>> START DOCUMENT EXTRACT

Firstly where on earth have the last 11 years gone? Have I woken up from a very long sleep? I really have no blinking clue as to where the years have gone and frankly I am far too scared to blink incase I jump forward a few more years... wow it really does go so fast huh? it's true what they say about time goes fast when you're having fun!

So very proud.
Anyway, apart from feeling like I've been in some sort of deep sleep and skipped ahead a few years (felt like this with my Son too, he is now in yr9) I am also feeling very proud of the young woman my Daughter is becoming, she is gaining so much more in confidence, she is a shy girl but coming out of her shell more, she is starting to speak up more, where as before she wouldn't express herself much and stayed quiet in the back ground. Now she has found her voice and will communicate her thoughts and feelings, ideas and her creativity a lot more freely, especially in her last few months at primary school, and also with friends & family. She is funny & witty and she's thoughtful and ever so sweet. She is amazing (glee) I couldn't be prouder of the woman she is growing into be.

Feeling positive.
Both Georgina and myself are feeling really positive about this huge milestone, we (mostly G) are so lucky that Our school do a 4 day experience before the end of school, so she really got a taste of what it'll be like at big school, she absolutely loved it and has made a few new friends already, so we are feeling very positive that she will settle in quickly when she starts next week. I think also because she has her big Bro there too it helps heaps as she has come to events at the school and also it's her primary school feeder school and they often do different events for the kids to go to at primary, like maths quiz or sporty events.

Anxious.
To those that haven't read my previous blog posts, I suffer from anxiety and its quite frankly very frustrating, I am feeling so many emotions but mostly all just positive but then anxiety kicks in and puts a huge crazy spin cycle on it all, but that said, I am extremely aware of not showing any of my over worried, paranoid state of mind, even though my Daughter may express her excitement and positivity about starting her new school, We all remember how nervous we felt and intimidating it all was, we were the big kids and now we are the little ones again being one of them. My Daughter does not need to know about my over active imagination of all the things that could (wouldn't) happen on the walk to school, at school, walk home from school or on the playground, nope just my stupid anxiety filled brain, playing the big guy who knows it all.  Well it doesn't! Mumma (or pappa) knows best huh? Our children are resilient, tenacious and we worry far too much and we need to breath and let them spread their beautiful wings. They've got This!

>> END DOCUMENT EXTRACT
>> START ROWS

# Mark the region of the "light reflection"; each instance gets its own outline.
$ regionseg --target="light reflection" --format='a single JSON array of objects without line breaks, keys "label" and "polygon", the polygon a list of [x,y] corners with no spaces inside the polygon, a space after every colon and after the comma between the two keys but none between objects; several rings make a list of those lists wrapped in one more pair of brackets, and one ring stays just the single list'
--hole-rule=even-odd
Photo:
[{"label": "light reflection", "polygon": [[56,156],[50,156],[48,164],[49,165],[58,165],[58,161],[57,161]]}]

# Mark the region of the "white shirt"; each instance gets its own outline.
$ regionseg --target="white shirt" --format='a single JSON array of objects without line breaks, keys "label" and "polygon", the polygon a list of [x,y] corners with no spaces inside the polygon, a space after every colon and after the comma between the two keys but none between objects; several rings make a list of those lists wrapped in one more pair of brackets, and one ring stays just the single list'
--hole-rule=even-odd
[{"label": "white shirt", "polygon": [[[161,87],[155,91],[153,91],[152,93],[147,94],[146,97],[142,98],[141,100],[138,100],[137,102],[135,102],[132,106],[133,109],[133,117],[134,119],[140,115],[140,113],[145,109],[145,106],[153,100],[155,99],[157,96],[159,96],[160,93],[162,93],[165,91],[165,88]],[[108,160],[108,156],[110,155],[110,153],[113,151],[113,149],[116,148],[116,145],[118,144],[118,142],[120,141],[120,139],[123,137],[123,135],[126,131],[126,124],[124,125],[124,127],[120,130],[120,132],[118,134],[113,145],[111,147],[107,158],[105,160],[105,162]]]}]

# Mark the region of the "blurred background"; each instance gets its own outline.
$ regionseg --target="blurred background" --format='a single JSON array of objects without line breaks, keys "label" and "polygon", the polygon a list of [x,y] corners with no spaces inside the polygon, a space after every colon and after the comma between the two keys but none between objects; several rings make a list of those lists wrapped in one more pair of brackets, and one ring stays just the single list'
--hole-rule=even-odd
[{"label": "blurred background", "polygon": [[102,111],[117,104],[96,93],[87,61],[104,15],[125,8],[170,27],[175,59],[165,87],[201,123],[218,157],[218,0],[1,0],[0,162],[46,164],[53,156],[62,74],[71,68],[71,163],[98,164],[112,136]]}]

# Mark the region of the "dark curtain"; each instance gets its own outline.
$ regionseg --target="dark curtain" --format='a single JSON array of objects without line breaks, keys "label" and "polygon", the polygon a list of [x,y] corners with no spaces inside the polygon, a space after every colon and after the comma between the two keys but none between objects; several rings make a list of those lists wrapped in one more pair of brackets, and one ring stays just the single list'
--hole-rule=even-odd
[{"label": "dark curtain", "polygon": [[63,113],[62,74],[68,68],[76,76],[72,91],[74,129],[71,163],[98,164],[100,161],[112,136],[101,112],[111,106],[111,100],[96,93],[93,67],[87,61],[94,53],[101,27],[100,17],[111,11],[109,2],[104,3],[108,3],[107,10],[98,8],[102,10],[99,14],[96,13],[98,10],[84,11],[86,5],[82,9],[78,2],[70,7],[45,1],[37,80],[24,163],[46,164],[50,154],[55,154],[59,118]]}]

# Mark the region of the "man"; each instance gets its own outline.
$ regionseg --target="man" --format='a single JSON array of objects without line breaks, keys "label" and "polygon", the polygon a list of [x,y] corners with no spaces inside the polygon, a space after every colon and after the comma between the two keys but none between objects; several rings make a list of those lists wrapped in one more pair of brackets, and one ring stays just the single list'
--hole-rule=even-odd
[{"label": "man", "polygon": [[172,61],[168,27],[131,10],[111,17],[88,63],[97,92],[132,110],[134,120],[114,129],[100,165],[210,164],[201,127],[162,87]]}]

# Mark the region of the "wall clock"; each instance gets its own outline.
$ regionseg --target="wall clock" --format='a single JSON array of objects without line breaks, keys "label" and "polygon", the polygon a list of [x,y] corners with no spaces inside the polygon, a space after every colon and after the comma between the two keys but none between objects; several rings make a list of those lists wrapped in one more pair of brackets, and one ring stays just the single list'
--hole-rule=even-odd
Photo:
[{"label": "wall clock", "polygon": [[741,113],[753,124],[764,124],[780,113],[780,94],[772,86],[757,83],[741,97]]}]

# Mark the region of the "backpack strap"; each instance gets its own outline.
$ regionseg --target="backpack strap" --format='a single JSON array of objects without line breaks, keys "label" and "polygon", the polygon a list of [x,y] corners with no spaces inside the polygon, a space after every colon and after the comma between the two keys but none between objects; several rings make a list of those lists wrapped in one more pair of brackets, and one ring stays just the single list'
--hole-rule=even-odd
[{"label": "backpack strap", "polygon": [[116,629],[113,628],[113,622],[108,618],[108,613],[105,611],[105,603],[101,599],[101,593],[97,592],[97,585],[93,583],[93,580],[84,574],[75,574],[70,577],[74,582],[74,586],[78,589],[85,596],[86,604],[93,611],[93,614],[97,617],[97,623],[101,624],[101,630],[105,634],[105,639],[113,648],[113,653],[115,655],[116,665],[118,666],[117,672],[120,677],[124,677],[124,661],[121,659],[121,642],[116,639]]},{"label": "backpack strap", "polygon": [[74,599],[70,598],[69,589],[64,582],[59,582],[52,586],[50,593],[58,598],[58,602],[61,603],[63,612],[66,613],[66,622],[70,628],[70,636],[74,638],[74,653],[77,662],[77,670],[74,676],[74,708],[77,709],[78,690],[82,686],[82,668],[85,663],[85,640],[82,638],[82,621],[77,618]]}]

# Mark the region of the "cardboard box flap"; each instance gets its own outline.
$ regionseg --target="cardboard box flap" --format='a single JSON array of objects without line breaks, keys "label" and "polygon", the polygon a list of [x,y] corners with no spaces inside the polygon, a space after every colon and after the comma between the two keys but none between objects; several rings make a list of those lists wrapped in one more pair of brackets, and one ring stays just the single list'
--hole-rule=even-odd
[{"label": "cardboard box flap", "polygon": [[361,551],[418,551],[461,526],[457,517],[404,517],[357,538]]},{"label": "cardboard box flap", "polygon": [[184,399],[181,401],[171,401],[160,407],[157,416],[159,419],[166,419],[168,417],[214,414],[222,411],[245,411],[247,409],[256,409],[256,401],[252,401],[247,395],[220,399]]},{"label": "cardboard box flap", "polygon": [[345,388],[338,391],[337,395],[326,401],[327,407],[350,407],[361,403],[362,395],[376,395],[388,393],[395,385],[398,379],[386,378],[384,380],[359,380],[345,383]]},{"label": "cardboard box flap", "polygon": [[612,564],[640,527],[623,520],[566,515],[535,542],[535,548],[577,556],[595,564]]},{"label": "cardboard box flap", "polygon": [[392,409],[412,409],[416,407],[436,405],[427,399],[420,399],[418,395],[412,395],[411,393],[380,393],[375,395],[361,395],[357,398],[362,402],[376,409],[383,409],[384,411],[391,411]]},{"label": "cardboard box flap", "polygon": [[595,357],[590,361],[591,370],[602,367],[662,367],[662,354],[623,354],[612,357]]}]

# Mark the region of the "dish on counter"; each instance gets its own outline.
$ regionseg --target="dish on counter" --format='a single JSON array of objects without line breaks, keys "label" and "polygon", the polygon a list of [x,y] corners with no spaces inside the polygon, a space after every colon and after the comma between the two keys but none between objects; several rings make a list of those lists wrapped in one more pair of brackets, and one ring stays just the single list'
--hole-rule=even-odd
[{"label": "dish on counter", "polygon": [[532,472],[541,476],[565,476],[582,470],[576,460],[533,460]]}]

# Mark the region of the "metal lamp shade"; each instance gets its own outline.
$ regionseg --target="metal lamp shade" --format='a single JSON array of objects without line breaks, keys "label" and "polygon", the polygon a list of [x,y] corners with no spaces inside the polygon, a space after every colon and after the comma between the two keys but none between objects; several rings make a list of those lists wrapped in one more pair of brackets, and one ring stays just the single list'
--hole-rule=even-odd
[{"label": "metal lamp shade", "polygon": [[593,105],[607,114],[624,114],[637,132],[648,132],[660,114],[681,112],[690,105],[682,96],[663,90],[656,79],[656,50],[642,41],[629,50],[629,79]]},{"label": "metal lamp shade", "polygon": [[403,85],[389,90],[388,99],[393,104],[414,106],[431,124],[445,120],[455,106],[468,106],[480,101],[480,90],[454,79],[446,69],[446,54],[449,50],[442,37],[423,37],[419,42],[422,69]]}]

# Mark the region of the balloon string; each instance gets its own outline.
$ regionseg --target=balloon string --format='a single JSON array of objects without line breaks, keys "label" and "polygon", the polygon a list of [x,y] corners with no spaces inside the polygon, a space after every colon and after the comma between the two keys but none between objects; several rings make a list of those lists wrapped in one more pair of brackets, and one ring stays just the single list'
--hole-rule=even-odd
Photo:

>> END ROWS

#### AIM:
Extend the blog post about a daughter starting big school by writing what comes next after its final line. This material was taken from a different source than the text.

#### OUTPUT FOR THIS EXERCISE:
Tears.
Tears of joy, happiness and tears of "my baby is growing up" how did you feel seeing your Child in their new school uniform for the first time? I felt every emotion going within those first few seconds of seeing my Daughter, I felt sad that she's growing up, I felt happy but a little sad at how grown up she looked, I felt pride in how smart she looked, I felt joy in how excited she was. I felt extrememely lucky and blessed to have this amazing miracle in my life.

Omg, how much?
So how about the price for everything? Think a lot of us have had to remorgage our houses and sell a kidney to pay for everything our Child/ren needs for school, and we all thought primary school was expensive eh?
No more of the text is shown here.